-------- SUPPLIED ENTRIES --------

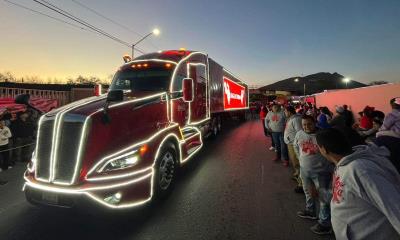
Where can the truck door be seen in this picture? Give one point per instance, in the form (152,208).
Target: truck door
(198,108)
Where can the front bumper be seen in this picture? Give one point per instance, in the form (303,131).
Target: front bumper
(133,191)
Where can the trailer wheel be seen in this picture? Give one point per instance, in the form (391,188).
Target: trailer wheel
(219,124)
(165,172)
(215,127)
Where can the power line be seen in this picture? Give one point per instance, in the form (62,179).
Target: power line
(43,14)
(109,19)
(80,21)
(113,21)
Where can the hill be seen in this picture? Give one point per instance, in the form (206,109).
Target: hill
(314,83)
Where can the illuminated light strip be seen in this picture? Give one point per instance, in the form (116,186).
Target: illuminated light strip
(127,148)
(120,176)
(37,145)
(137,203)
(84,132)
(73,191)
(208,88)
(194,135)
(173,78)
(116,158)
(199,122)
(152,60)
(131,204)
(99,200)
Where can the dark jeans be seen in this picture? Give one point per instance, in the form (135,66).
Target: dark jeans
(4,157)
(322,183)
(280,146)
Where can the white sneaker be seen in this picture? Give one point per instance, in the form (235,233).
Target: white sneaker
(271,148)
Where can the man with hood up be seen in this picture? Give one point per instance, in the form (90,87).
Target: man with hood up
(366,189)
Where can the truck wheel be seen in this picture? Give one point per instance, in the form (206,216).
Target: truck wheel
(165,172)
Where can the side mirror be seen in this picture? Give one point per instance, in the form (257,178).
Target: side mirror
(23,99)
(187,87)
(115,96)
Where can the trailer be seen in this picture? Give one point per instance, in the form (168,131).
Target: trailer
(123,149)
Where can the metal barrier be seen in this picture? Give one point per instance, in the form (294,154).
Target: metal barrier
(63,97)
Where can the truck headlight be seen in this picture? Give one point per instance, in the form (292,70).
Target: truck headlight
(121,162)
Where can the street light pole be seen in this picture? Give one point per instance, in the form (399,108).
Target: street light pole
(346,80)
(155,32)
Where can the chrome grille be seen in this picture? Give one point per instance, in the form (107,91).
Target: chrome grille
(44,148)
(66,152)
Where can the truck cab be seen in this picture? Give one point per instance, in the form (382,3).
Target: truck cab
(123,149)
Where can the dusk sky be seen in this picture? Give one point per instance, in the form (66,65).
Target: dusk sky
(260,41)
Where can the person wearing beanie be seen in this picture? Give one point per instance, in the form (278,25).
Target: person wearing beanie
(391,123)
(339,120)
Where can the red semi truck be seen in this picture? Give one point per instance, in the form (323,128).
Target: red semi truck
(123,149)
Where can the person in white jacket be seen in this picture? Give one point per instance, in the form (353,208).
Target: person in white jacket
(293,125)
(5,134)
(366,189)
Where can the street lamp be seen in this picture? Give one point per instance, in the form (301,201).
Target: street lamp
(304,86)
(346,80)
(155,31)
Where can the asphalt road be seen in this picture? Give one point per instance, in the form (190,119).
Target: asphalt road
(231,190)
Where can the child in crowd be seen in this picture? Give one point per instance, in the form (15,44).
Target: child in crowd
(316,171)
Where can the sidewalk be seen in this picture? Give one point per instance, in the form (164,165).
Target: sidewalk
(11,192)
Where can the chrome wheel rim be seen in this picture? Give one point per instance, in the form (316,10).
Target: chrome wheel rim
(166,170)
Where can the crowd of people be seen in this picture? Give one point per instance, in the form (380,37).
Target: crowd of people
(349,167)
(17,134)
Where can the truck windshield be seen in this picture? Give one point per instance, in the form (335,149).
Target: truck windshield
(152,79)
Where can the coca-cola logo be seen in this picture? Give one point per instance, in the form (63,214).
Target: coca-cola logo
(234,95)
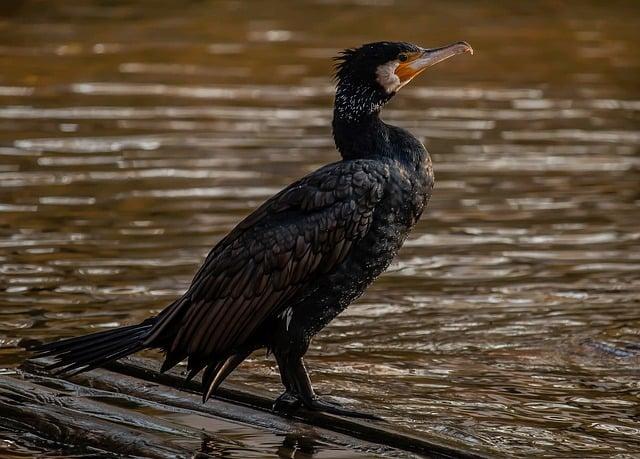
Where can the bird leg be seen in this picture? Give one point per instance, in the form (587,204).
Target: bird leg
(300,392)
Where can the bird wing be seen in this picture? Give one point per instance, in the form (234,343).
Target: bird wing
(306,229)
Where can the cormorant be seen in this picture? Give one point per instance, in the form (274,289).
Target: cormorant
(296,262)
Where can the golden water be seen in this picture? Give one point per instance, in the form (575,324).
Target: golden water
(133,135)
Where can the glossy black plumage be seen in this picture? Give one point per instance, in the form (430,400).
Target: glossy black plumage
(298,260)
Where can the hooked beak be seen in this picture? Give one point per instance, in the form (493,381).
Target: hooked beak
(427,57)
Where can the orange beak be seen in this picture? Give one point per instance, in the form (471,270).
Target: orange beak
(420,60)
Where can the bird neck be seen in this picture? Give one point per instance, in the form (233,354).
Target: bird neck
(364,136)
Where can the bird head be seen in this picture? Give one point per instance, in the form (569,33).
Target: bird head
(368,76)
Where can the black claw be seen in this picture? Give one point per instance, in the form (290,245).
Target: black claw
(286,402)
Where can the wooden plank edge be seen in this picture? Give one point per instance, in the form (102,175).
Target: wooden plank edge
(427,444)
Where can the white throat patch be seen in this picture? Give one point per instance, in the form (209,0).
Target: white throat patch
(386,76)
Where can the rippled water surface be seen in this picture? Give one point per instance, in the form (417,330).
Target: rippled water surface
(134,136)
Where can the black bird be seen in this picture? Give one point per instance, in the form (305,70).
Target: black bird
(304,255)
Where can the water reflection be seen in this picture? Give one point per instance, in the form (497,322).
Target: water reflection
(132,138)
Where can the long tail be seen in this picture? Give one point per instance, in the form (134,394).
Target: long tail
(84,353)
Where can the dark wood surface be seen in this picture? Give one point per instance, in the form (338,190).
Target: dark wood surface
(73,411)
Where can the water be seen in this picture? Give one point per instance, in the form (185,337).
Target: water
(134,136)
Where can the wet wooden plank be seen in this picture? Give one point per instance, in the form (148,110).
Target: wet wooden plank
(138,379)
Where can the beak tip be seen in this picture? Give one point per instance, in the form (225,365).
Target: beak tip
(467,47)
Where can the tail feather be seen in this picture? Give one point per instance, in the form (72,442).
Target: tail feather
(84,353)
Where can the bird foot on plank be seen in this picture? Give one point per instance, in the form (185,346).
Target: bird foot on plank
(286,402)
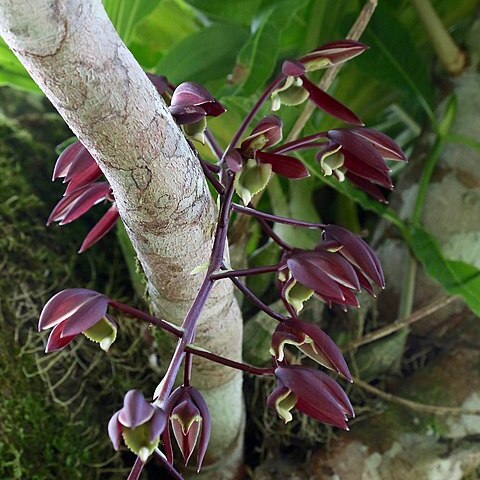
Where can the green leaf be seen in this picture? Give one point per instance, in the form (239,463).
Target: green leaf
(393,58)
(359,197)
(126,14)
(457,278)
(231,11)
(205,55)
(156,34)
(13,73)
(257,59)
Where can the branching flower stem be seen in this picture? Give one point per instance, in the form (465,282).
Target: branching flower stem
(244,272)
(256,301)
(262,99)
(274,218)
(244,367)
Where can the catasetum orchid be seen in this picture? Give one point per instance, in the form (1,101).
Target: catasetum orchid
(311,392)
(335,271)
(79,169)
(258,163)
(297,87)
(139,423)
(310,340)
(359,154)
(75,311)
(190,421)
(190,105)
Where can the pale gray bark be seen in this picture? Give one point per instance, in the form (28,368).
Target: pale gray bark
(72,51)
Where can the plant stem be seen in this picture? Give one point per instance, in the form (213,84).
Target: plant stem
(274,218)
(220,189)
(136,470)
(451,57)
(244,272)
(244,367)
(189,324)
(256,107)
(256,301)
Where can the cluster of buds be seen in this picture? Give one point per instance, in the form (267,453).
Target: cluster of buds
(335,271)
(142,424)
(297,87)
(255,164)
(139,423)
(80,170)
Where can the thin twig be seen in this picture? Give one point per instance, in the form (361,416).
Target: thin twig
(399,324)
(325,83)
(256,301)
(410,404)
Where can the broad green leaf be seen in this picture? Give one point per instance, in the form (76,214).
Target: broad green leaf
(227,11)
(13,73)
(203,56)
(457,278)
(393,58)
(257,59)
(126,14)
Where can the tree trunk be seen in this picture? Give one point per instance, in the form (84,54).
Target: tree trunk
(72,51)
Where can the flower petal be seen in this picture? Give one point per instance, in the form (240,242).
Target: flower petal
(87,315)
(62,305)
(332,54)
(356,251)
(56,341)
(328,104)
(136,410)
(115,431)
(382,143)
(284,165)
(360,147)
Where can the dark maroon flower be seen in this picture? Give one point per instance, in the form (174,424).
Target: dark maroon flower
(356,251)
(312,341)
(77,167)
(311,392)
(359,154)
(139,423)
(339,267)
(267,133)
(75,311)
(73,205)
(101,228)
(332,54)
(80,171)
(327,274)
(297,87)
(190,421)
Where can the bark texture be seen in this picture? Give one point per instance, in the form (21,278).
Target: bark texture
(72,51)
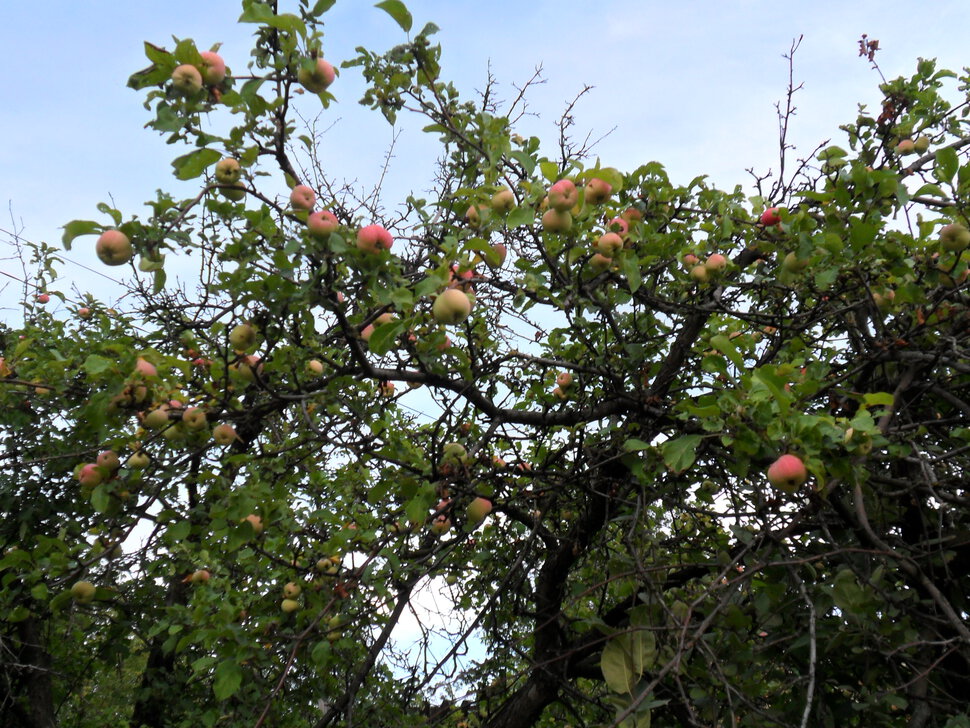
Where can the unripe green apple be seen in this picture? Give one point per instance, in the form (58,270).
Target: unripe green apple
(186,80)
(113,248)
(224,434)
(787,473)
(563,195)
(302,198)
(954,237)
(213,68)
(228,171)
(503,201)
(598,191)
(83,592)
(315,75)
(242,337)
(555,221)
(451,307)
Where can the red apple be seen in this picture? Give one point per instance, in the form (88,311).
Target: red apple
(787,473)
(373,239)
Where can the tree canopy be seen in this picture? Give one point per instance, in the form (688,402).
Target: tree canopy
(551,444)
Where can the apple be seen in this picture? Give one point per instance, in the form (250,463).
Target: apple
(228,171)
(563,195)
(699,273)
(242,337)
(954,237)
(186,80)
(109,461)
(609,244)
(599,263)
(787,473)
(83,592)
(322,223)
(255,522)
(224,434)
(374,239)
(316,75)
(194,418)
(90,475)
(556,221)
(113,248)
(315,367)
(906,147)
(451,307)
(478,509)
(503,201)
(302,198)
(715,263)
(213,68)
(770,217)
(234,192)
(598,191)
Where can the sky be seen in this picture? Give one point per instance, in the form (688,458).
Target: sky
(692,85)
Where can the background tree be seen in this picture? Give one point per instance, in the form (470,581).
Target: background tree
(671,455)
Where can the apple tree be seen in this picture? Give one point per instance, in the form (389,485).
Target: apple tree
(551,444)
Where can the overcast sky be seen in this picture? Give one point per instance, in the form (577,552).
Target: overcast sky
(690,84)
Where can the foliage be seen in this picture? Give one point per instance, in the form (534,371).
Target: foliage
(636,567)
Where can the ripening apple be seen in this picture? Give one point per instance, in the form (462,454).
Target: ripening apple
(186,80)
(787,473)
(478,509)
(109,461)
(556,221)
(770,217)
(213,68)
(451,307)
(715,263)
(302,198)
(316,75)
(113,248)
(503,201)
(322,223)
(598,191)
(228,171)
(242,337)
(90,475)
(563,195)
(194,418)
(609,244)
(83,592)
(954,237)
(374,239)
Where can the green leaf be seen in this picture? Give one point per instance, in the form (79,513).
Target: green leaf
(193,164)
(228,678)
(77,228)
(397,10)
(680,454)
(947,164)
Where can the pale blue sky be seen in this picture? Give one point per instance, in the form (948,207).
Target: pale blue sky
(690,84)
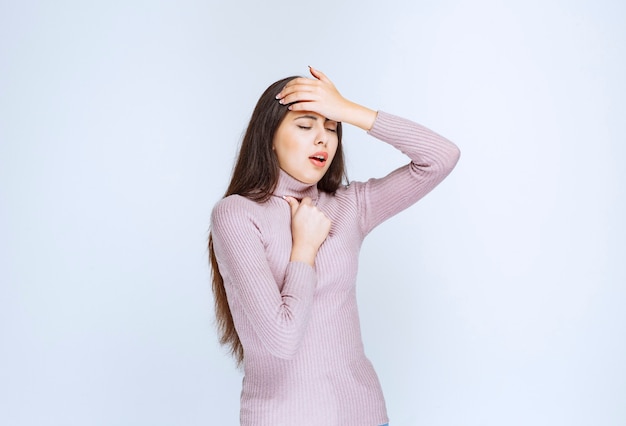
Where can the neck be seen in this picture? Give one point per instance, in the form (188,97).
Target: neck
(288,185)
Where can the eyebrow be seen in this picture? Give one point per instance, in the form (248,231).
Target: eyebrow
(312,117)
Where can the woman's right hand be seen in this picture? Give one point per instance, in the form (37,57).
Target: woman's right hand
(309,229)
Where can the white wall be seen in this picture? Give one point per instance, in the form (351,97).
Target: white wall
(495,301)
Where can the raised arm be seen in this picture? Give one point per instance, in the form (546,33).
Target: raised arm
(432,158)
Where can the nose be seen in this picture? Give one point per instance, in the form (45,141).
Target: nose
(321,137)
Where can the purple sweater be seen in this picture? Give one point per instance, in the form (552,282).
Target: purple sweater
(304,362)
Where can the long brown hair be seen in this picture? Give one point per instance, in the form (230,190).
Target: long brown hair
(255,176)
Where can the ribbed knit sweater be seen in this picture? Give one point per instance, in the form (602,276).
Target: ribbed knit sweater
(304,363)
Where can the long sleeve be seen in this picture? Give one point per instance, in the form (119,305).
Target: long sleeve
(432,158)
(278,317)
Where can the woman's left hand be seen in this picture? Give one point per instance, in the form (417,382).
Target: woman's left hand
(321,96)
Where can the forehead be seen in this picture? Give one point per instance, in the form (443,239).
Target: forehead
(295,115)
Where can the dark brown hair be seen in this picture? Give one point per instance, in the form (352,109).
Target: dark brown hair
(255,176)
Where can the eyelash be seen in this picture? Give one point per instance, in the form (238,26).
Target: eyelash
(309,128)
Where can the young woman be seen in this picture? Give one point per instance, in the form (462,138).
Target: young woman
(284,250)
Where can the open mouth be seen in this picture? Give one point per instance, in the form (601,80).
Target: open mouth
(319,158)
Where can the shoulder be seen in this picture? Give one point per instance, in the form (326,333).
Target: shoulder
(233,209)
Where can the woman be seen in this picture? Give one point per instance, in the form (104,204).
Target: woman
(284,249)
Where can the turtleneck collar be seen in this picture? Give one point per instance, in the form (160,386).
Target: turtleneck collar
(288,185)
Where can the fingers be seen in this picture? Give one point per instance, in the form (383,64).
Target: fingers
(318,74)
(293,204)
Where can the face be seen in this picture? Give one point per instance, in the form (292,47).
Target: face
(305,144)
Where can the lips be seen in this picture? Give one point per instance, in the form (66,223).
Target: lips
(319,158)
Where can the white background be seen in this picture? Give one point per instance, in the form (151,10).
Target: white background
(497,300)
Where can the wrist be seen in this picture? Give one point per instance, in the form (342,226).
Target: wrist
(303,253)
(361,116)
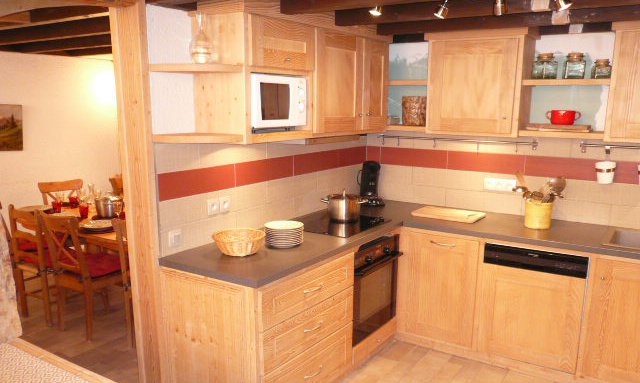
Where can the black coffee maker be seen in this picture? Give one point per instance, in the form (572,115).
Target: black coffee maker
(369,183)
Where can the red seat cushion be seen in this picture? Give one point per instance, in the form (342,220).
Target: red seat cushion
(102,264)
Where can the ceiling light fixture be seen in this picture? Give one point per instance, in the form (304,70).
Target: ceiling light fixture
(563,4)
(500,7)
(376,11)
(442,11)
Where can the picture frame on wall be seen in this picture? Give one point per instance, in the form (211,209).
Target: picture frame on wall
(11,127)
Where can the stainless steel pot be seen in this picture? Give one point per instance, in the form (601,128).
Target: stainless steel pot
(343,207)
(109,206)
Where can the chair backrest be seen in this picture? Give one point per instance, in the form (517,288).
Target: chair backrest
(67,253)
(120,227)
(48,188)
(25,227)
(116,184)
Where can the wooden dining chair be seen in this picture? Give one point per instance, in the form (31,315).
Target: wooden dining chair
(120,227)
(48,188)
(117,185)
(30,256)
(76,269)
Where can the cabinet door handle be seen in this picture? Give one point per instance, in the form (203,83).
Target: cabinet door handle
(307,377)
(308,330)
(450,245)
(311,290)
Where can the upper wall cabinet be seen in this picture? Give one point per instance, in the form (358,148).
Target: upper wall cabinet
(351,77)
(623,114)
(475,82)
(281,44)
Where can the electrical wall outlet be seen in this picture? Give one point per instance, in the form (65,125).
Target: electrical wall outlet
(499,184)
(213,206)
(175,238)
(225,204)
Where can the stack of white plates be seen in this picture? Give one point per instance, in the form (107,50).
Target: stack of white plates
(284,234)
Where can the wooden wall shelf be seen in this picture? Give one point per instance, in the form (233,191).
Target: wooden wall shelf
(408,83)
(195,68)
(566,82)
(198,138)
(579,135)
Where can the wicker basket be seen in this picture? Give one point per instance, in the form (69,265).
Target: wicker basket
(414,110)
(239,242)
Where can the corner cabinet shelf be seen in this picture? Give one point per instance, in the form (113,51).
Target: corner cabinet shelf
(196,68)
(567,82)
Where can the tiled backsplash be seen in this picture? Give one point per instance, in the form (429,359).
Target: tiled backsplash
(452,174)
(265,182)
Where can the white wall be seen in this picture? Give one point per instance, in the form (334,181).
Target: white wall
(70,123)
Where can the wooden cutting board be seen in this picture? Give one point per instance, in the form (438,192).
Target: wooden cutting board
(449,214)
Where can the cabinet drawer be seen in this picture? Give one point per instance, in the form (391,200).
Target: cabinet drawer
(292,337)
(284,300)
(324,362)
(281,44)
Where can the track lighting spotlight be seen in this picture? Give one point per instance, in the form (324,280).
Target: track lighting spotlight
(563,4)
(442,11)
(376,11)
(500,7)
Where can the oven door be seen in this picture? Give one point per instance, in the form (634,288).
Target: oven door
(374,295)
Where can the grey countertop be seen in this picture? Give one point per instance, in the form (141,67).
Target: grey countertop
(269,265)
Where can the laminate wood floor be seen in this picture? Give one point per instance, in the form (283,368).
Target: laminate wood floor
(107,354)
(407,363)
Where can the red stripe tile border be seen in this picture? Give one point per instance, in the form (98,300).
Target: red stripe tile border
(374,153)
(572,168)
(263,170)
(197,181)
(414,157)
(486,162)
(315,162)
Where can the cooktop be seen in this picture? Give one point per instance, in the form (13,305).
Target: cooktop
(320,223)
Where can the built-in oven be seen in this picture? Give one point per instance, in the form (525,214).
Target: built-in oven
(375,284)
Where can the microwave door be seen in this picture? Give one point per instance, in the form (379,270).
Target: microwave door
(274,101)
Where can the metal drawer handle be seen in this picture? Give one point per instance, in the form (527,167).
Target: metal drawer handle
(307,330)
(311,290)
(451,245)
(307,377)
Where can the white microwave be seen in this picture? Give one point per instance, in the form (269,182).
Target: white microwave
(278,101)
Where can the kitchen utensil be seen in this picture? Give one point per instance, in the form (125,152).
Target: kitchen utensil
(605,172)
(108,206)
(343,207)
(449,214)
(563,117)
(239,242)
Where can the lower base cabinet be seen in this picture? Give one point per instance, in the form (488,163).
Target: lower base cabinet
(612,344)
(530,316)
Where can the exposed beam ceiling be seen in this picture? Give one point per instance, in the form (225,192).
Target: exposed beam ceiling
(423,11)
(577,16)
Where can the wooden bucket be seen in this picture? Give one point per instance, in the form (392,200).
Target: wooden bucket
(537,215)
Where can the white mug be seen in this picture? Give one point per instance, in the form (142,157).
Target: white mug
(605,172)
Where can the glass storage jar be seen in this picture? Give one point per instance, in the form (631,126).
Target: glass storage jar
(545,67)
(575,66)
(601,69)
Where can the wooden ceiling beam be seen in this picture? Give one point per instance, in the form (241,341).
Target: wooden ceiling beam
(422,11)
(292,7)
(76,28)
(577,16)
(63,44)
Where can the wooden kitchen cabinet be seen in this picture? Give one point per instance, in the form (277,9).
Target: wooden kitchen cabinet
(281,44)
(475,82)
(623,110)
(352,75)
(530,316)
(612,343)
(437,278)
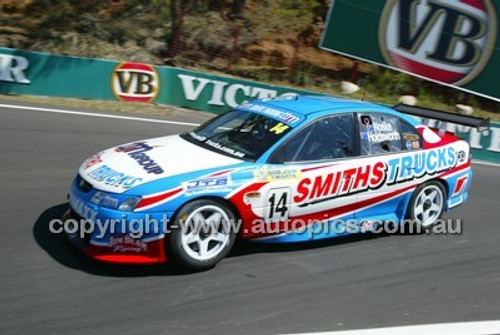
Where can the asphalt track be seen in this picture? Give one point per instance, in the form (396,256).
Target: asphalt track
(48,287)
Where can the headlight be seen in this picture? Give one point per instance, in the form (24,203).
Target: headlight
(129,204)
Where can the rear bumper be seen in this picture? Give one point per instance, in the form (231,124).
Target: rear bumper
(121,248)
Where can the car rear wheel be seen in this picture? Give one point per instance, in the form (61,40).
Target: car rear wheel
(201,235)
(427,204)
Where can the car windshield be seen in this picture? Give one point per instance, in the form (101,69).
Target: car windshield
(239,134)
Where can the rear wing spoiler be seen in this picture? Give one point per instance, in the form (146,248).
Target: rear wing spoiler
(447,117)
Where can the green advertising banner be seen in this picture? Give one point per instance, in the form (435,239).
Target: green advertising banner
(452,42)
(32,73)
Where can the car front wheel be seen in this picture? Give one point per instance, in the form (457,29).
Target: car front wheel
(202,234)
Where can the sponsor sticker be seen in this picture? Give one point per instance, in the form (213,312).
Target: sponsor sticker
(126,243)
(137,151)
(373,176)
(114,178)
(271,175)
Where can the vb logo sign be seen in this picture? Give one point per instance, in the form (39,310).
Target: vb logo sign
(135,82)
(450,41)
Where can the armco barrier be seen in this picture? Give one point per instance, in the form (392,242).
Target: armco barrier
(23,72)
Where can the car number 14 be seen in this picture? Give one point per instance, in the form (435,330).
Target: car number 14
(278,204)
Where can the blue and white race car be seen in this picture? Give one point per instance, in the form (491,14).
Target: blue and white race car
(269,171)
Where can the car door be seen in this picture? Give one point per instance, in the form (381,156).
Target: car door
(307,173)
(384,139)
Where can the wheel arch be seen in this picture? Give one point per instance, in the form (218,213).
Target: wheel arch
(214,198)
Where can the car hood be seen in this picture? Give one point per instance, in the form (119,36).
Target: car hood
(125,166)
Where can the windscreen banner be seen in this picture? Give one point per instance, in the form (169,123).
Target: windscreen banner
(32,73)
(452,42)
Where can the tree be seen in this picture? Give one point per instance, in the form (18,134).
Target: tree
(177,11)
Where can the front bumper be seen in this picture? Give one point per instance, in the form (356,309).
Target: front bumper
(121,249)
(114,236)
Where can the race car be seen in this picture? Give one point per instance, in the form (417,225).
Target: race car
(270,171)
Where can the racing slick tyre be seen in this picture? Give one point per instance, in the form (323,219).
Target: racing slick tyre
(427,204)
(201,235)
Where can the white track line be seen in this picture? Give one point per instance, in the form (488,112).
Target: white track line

--------

WHAT THE TASK REQUIRES: From the records above, copy only the lines running from the line holding "Target: wooden kitchen cabinet" through the line holding "Where can the car front", with no pictures.

RESPONSE BELOW:
Target: wooden kitchen cabinet
(281,44)
(475,82)
(623,110)
(352,75)
(530,316)
(612,343)
(437,278)
Where can the asphalt track be seen in this picture? Give one point per instance, in the form (396,256).
Target: asphalt track
(48,287)
Where can the headlight be seen in this picture? Give one point per instance, in the form (24,203).
Target: headlight
(129,204)
Where can the rear bumper be seen in this picture? Give one point per instance, in the form (231,124).
Target: rear bumper
(121,248)
Where can the car rear wheel be seen in this picture? Give one point per instance, in the form (61,40).
Target: car rear wheel
(201,235)
(427,204)
Where can the car windshield be seen in this picture? Give one point per instance, in the form (101,69).
Target: car windshield
(239,134)
Where can the rear wing spoiler be seen in this picture? Give one point per instance, in the form (146,248).
Target: rear wing spoiler
(447,117)
Where can the green advertising banner be seen in this picture? Give one point per instance, in the form (435,239).
Target: green advertising banner
(452,42)
(32,73)
Where can the car front wheel be seen in this picture? Give one point per instance, in the form (457,29).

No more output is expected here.